## Extracted records

(begin)

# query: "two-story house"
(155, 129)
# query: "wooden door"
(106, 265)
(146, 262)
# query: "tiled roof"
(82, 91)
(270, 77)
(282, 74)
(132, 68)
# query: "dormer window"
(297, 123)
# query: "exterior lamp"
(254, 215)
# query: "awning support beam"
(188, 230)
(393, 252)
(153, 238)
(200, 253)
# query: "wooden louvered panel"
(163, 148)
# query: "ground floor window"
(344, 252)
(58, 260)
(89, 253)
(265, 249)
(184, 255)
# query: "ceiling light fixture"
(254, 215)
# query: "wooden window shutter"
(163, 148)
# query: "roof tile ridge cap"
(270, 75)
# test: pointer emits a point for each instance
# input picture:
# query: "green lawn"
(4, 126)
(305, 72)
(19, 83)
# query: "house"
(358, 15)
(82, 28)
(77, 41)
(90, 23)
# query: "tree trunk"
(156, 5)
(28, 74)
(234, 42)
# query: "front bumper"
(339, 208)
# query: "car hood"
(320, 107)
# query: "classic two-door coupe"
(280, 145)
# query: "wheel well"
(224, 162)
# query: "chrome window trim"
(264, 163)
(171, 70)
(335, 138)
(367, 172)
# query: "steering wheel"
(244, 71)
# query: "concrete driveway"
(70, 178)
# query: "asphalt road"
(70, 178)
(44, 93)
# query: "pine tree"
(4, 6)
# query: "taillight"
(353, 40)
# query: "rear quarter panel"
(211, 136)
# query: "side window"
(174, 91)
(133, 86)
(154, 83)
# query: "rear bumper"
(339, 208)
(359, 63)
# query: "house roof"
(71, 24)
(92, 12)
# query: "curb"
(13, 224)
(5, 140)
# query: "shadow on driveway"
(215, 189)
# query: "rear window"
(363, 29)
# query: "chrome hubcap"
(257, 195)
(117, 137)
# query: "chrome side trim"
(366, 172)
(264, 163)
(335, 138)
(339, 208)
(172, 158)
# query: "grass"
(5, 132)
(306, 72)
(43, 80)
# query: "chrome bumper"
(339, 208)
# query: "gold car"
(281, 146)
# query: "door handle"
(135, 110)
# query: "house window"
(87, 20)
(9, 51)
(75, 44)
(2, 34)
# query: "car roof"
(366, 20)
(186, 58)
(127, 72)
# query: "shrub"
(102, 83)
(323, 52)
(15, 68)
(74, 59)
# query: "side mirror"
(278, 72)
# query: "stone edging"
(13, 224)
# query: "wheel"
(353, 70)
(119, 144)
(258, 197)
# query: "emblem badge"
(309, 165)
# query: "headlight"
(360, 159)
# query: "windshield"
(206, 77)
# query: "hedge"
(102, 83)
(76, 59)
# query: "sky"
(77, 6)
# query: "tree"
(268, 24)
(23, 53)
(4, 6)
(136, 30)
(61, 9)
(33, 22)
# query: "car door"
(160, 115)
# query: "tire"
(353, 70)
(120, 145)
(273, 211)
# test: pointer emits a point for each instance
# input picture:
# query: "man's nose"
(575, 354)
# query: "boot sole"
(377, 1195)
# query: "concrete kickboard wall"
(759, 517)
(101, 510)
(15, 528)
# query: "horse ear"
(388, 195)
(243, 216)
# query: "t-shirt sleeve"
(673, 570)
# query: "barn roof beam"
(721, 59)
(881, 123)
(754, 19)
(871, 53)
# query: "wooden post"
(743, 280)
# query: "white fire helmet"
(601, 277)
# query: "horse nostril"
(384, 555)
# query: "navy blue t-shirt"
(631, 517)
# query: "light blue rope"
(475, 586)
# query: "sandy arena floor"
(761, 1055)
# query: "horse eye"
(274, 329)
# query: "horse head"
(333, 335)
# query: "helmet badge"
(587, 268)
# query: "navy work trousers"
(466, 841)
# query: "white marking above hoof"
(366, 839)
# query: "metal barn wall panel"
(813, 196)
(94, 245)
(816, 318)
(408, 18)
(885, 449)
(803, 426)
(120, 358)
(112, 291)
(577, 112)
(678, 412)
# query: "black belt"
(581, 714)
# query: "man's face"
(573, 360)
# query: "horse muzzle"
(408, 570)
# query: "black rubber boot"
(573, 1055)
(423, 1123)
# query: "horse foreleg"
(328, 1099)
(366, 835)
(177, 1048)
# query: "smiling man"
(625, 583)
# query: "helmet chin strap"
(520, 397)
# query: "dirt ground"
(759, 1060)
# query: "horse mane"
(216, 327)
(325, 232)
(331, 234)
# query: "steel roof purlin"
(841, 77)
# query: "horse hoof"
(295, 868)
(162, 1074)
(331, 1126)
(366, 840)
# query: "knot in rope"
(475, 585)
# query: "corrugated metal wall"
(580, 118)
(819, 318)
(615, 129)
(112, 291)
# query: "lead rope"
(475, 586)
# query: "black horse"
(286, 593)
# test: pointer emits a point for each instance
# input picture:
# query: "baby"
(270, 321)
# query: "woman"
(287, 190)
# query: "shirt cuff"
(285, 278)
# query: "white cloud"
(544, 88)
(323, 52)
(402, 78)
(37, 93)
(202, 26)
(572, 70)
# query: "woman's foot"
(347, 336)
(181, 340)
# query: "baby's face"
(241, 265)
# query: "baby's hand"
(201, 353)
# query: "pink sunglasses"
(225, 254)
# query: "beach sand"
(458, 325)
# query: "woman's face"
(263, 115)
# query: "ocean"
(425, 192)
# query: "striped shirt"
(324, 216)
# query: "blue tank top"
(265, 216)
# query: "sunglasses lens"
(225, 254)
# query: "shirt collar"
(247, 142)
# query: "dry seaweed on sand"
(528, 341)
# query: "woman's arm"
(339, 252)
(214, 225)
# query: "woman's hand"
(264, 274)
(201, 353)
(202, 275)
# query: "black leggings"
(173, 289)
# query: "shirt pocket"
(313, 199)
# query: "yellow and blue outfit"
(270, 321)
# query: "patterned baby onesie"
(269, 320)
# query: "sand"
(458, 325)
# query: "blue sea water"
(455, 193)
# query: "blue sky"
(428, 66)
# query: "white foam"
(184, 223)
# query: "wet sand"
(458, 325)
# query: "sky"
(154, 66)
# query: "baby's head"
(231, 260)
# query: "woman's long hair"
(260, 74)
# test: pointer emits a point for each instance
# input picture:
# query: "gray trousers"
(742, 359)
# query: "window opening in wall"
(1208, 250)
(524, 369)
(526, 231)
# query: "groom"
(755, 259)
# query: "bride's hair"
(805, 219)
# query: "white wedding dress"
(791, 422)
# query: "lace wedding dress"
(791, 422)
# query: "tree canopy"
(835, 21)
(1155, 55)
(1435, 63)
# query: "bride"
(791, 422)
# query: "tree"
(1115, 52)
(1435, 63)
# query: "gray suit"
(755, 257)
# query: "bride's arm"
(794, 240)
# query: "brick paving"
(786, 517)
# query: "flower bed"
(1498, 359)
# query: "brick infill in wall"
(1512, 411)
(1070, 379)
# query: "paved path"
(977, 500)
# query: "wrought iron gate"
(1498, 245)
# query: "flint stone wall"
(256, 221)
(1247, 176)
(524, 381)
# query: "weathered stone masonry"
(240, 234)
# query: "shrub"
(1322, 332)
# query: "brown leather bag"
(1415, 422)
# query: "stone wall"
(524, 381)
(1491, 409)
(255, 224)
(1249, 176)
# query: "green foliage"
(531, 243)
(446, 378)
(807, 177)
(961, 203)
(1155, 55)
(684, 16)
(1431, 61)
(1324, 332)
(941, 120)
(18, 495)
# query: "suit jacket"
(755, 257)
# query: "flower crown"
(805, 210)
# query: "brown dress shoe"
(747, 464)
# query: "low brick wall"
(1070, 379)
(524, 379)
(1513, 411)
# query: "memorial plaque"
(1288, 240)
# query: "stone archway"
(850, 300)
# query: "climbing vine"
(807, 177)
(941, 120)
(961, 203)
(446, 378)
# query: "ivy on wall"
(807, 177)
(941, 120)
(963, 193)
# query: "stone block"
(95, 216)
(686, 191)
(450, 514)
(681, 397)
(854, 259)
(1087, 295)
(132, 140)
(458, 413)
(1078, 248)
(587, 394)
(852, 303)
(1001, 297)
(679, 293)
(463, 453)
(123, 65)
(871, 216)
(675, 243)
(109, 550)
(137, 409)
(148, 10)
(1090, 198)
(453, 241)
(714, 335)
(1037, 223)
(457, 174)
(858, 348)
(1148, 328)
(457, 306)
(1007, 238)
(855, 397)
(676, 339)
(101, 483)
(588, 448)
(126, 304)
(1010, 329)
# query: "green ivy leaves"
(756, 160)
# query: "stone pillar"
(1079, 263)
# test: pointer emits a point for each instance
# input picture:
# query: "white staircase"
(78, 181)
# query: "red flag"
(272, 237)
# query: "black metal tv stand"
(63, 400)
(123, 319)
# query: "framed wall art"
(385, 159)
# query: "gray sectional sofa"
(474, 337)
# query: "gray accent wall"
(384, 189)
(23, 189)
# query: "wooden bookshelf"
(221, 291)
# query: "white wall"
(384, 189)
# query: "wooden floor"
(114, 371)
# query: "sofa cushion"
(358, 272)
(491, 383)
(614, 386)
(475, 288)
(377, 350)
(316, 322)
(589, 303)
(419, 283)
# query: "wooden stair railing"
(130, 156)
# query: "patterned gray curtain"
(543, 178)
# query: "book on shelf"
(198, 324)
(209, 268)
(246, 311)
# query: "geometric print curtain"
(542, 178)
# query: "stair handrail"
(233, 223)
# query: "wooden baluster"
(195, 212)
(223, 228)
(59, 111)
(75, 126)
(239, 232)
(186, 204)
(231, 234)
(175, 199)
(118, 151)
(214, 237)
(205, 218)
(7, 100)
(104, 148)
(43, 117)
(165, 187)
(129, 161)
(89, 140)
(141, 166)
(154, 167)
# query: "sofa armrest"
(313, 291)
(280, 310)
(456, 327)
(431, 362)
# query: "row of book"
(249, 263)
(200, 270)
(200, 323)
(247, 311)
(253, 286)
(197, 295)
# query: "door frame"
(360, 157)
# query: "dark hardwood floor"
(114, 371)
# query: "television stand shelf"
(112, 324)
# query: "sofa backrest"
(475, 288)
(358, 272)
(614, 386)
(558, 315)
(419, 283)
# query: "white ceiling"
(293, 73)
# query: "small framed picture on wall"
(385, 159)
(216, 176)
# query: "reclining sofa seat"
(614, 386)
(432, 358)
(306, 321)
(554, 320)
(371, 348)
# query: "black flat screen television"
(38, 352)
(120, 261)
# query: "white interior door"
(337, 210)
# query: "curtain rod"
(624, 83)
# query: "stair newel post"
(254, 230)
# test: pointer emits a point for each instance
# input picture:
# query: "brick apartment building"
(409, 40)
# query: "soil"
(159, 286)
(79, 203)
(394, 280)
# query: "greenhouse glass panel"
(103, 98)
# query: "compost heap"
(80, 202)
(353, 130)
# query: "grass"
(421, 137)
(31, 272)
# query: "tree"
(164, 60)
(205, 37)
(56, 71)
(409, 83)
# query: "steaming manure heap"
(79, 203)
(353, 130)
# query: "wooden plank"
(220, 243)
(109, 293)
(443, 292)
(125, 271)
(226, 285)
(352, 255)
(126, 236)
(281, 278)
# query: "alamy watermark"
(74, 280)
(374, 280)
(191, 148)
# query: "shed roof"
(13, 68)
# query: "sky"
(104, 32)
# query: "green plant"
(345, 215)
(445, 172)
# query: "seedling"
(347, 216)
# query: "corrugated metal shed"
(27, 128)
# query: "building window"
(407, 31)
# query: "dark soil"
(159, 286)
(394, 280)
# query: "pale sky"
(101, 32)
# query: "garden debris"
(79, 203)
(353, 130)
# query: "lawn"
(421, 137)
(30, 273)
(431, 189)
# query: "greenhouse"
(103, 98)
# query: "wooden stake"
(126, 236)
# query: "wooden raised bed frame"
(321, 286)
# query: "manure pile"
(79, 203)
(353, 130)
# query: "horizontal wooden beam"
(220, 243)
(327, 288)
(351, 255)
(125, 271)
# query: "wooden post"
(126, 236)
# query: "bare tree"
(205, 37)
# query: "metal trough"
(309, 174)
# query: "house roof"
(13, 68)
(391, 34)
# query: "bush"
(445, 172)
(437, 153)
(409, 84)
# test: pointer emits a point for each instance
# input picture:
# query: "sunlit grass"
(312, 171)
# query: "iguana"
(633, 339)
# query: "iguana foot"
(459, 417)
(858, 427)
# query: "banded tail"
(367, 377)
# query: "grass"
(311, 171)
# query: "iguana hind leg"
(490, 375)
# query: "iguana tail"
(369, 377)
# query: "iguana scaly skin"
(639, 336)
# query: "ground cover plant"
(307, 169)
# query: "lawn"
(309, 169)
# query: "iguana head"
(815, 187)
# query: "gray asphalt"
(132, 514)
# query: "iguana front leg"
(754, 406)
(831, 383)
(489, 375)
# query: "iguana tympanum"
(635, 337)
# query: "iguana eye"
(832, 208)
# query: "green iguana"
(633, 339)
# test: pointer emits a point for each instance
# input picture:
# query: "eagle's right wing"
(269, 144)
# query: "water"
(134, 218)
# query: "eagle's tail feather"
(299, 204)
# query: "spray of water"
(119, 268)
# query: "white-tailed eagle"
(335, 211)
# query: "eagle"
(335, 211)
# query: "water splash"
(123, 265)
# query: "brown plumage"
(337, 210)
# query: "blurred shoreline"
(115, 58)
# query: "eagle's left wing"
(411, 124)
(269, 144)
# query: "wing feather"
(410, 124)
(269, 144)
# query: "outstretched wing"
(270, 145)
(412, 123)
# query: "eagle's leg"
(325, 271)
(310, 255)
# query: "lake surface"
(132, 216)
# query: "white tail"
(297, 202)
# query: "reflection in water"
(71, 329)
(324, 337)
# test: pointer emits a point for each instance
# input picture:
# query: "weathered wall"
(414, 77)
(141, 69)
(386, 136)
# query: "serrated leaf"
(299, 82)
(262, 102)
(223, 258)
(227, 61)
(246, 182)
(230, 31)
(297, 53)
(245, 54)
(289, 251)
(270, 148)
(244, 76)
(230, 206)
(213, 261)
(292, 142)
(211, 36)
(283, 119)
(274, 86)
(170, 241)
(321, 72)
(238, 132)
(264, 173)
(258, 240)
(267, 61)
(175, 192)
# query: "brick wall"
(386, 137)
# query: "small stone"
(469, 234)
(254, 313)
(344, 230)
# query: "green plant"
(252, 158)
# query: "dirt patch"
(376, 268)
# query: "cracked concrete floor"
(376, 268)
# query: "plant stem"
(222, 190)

(end)

## Task instructions
Counting case-sensitively, how many lines of the data above contain the string "greenhouse"? Reply with the number alone.

## Full output
2